WORK INSTRUCTION:
Pick up the May 2025 CoVar Zeitgeist research roundup after its final sentence and keep writing it.

EXTRACT PROVIDED:
The CoVar Zeitgeist: May, 2025¶

There is a lot of interesting research this month. Featuring:

A novel sparse attention module which achieves the theoretical maximum possible speedup.
An investigation of grokking which finds that grokking can be accelerated by leveraging embeddings from a smaller and weaker model.
A Yee Whye Teh paper which proposes a gradient-free learning method for neural networks based on diffusion literature.
A paper which argues that existing benchmarks and evaluations for LLM reasoning are suboptimal and proposes a reasonable alternative.
An examination from Google about difficulties encountered in optimizing machine translation methods for (1) preserving the semantic information of the source text and (2) generating natural sounding language simultaneously. Optimization methods cannot serve two masters.
A nature paper proposing a novel reinforcement learning algorithm that can generalize to many tasks. Claims to be the first model to successfully collect diamonds in Minecraft “from scratch”.

[Image-grounded pointing data]
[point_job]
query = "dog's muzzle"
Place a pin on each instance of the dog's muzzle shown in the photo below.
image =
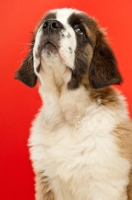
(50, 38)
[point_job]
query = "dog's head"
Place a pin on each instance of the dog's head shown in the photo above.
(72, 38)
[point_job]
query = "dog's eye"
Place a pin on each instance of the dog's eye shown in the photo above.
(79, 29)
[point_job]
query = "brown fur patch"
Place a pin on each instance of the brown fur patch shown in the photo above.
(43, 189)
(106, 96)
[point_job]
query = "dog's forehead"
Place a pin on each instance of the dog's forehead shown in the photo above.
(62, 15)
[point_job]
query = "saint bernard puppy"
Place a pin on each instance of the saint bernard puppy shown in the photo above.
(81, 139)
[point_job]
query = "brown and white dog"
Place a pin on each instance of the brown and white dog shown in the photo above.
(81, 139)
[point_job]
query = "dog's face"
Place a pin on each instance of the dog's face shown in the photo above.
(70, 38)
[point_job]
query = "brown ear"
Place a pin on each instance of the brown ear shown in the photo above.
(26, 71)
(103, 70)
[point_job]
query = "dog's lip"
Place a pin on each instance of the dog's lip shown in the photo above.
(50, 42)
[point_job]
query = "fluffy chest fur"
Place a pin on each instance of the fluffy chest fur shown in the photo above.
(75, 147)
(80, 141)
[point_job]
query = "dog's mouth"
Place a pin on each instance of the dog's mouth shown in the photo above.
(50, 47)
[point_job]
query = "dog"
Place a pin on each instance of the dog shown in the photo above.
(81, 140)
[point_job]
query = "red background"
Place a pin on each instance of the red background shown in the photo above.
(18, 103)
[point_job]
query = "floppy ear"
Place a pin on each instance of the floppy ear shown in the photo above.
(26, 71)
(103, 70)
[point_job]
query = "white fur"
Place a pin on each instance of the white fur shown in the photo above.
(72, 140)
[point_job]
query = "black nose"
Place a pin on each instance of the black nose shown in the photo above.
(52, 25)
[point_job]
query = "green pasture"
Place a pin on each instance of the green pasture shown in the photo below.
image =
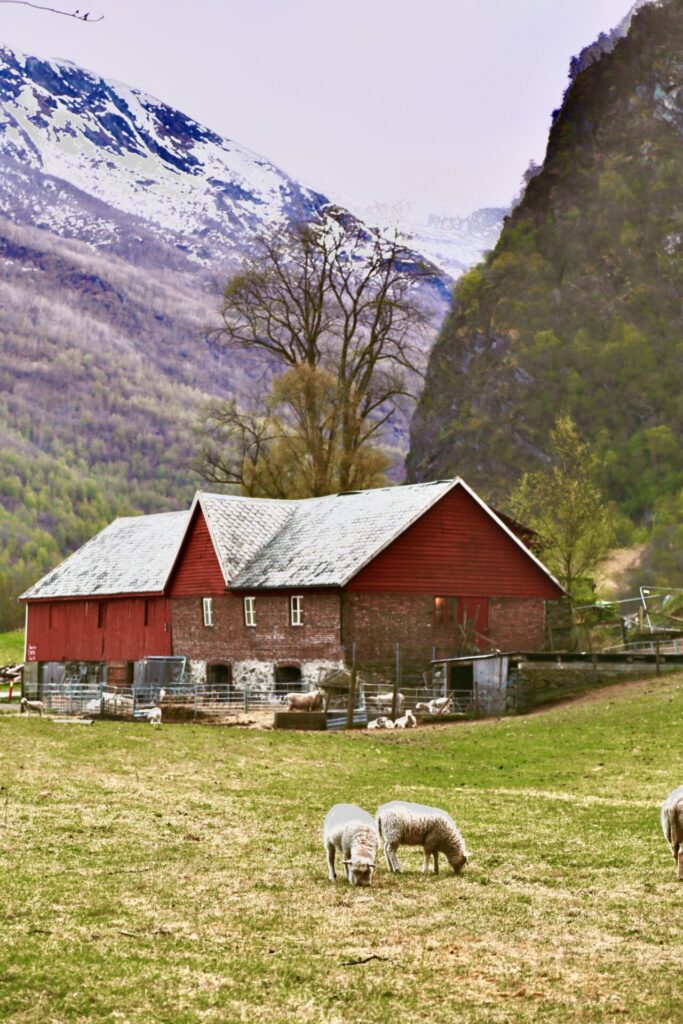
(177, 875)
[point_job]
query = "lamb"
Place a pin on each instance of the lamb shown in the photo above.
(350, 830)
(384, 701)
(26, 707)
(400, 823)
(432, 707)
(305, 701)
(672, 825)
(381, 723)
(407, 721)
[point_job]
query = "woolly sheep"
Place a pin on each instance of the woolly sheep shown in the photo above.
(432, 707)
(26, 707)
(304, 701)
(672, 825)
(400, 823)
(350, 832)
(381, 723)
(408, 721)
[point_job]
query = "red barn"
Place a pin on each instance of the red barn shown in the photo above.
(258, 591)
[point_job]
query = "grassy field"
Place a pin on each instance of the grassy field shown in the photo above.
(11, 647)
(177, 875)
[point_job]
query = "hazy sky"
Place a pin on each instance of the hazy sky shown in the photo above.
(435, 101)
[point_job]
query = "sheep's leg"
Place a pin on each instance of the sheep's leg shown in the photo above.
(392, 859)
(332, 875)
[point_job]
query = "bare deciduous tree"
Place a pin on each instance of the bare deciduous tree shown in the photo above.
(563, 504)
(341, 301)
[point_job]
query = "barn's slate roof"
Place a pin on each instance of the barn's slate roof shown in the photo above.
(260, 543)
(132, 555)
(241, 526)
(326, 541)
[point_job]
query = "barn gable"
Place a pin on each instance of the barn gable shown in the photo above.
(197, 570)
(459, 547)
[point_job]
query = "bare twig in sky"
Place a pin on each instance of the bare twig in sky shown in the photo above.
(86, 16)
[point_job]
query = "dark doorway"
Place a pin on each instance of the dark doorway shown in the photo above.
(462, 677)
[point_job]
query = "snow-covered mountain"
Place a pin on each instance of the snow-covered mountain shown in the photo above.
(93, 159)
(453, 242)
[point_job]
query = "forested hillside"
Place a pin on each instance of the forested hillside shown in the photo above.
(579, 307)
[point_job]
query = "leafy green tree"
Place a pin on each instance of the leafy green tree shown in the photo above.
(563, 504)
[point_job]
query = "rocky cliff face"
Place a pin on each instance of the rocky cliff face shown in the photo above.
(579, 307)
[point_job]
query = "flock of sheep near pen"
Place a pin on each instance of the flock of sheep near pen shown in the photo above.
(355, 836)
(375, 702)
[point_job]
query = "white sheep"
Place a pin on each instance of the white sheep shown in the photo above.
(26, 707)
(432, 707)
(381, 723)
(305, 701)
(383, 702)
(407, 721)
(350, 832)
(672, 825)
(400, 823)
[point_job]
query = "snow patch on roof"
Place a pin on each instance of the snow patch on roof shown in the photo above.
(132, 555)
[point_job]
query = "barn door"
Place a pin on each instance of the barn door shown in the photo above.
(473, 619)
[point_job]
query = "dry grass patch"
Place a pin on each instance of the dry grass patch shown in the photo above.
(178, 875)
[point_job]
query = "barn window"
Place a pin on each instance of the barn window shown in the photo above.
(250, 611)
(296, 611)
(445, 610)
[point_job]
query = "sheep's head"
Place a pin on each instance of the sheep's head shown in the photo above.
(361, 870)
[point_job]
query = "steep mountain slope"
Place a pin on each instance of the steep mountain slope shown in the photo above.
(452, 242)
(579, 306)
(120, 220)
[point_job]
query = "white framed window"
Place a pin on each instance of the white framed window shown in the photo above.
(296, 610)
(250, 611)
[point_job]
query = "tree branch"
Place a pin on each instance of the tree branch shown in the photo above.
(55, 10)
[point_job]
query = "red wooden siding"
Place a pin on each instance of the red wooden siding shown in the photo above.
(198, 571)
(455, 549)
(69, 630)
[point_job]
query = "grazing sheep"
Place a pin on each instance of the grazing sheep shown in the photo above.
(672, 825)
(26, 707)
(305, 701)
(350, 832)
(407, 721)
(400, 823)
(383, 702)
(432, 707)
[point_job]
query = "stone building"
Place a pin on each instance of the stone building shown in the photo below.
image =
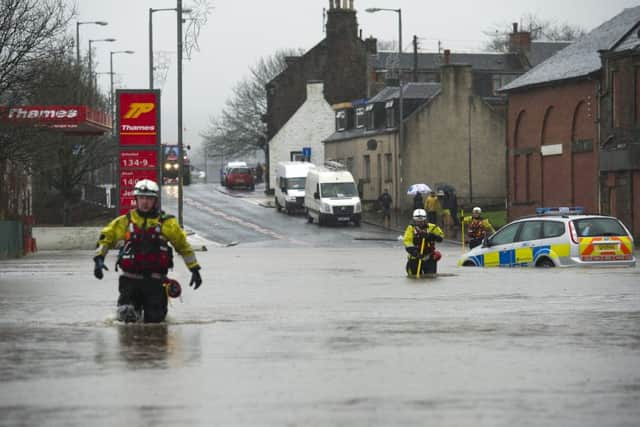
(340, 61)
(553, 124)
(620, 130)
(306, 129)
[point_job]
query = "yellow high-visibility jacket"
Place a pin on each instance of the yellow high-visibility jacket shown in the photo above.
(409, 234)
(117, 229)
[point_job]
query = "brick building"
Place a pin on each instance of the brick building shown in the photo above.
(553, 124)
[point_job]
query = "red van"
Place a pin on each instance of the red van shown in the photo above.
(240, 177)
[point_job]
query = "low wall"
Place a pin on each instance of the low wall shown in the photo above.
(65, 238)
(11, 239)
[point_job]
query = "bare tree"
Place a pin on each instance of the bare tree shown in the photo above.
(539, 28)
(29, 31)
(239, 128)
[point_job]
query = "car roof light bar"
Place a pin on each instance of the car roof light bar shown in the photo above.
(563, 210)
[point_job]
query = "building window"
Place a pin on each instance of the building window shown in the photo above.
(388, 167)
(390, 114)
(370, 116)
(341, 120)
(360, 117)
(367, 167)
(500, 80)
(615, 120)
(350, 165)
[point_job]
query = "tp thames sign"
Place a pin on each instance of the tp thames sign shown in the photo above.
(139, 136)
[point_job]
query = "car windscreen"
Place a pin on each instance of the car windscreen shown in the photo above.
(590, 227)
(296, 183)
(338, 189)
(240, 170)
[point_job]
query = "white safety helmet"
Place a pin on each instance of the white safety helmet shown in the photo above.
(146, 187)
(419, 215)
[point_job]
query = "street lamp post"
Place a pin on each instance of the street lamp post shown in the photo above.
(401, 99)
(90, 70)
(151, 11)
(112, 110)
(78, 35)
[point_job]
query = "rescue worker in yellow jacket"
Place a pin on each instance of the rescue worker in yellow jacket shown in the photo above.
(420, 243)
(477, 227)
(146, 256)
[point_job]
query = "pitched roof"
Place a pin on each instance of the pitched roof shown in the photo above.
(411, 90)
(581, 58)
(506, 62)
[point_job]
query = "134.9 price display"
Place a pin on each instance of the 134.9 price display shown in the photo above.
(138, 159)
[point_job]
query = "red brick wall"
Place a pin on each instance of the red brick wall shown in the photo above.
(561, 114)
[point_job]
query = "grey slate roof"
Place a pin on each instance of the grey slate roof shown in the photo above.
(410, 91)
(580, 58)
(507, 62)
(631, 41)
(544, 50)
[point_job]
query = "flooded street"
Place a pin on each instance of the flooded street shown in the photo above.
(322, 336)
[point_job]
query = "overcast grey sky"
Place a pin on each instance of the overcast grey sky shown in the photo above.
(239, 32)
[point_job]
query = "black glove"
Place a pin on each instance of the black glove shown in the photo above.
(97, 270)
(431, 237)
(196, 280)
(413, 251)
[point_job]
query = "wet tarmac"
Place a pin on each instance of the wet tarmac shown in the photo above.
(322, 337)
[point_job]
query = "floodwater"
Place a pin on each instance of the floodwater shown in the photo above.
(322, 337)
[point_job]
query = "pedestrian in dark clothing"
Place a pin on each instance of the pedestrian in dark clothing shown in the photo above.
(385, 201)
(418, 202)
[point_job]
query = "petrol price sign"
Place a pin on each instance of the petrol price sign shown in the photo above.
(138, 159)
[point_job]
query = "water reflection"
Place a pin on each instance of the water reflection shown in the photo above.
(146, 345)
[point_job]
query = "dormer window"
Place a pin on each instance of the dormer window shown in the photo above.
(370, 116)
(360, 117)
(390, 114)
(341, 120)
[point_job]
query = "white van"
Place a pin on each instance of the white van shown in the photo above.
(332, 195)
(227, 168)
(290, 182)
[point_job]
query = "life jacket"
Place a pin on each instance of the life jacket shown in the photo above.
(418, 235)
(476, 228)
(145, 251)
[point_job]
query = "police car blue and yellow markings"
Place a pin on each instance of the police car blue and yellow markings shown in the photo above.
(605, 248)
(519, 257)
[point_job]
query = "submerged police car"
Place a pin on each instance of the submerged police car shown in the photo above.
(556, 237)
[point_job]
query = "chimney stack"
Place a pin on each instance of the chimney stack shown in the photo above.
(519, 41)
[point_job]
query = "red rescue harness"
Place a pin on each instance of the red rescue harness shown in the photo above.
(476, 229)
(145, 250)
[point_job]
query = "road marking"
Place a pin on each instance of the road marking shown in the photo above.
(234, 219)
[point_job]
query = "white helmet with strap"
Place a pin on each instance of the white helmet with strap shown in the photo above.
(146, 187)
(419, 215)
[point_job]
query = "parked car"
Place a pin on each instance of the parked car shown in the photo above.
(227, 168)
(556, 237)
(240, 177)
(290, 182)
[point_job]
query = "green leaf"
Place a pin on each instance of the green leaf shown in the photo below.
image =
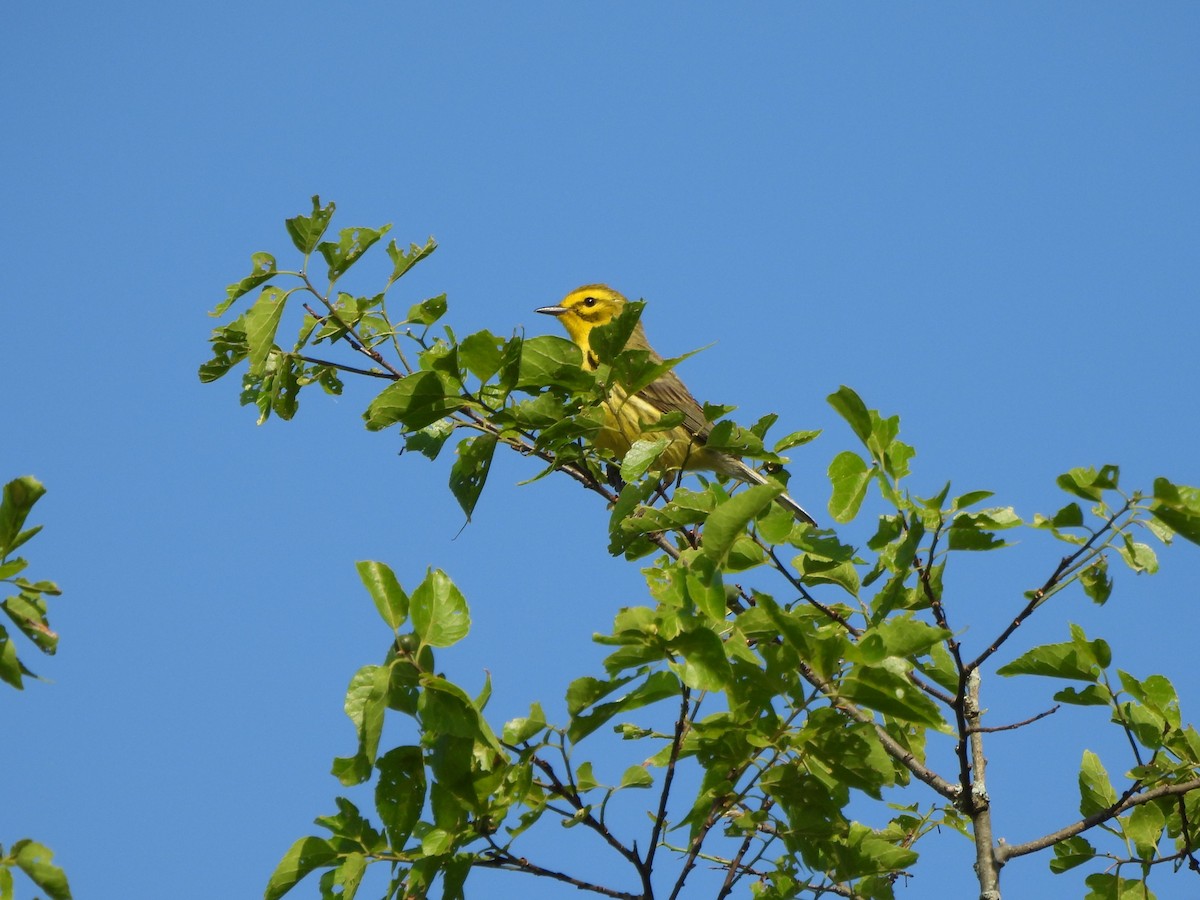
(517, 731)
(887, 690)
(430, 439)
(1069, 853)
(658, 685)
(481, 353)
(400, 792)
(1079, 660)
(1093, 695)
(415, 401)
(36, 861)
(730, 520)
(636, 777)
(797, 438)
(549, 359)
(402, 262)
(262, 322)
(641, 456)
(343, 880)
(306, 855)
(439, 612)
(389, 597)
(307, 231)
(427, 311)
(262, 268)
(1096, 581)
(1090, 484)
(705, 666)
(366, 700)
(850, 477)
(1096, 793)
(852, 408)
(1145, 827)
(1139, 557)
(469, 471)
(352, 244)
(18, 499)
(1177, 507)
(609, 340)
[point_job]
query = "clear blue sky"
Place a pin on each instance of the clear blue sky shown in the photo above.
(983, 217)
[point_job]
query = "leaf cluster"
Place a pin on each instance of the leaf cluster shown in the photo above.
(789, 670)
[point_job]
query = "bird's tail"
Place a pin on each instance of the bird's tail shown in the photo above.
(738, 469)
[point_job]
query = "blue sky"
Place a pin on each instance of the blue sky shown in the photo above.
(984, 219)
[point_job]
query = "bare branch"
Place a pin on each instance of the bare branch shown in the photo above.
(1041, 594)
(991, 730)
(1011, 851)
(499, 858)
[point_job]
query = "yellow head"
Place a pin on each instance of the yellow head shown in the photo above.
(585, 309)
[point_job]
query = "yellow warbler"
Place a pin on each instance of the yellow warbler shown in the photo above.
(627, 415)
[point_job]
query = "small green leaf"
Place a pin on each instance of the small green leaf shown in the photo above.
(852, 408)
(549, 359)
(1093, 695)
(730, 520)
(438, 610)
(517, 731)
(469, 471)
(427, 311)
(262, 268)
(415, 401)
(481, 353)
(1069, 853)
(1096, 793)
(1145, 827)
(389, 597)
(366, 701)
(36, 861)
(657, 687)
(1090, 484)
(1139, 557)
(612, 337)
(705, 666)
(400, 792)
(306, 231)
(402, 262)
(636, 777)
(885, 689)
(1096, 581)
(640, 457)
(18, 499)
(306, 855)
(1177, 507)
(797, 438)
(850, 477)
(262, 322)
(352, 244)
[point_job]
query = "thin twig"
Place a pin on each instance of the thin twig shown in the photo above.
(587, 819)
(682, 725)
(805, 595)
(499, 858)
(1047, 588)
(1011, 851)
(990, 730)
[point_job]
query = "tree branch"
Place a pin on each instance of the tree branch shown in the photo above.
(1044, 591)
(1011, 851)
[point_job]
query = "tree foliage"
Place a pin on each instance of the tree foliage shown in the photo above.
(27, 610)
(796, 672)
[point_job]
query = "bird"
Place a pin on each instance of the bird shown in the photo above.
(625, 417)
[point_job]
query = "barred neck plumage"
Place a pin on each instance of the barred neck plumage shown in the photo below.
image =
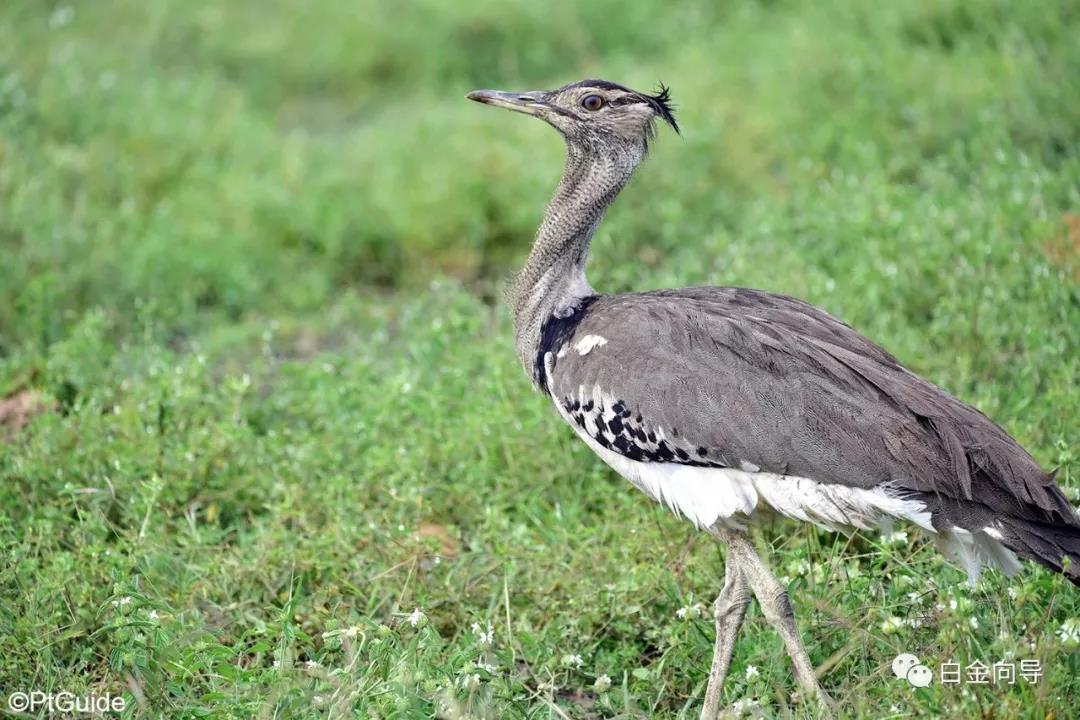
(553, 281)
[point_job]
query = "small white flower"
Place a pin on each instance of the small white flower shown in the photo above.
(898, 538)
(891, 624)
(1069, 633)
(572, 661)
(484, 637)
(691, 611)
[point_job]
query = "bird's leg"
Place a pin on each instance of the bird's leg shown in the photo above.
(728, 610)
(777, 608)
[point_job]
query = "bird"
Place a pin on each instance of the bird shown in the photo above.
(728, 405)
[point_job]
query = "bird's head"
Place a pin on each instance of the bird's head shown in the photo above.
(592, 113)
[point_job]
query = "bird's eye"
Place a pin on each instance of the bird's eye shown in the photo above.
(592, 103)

RESULT:
CoVar

Featured¶

Generalized Neighborhood Attention: Multi-dimensional Sparse Attention at the Speed of Light: Develops a class of sparse attention mechanisms focussing on locality, particularly the Generalized Neighborhood Attention (GNA) which features strided and unstrided sliding windows as well as blocked attention. Realizes the theoretical maximum speedup while maintaining performance.
LET ME GROK FOR YOU: ACCELERATING GROKKING VIA EMBEDDING TRANSFER FROM A WEAKER MODEL: Investigates grokking, where a neural network quickly transitions from poor-to-high performance after a long period of training. Finds that grokking can be accelerated by (1) training a small model to achieve some non-optimal performance, (2) extracting the input embedding, and (3) initializing a larger model at this embedding.
NOPROP: TRAINING NEURAL NETWORKS WITHOUT BACK-PROPAGATION OR FORWARD-PROPAGATION: Proposes a back propagation-free method for neural networks, NoProp, which is based on the denoising score matching approach from the diffusion model literature. Claims that this leads to better performance and less training time than traditional back propagation methods.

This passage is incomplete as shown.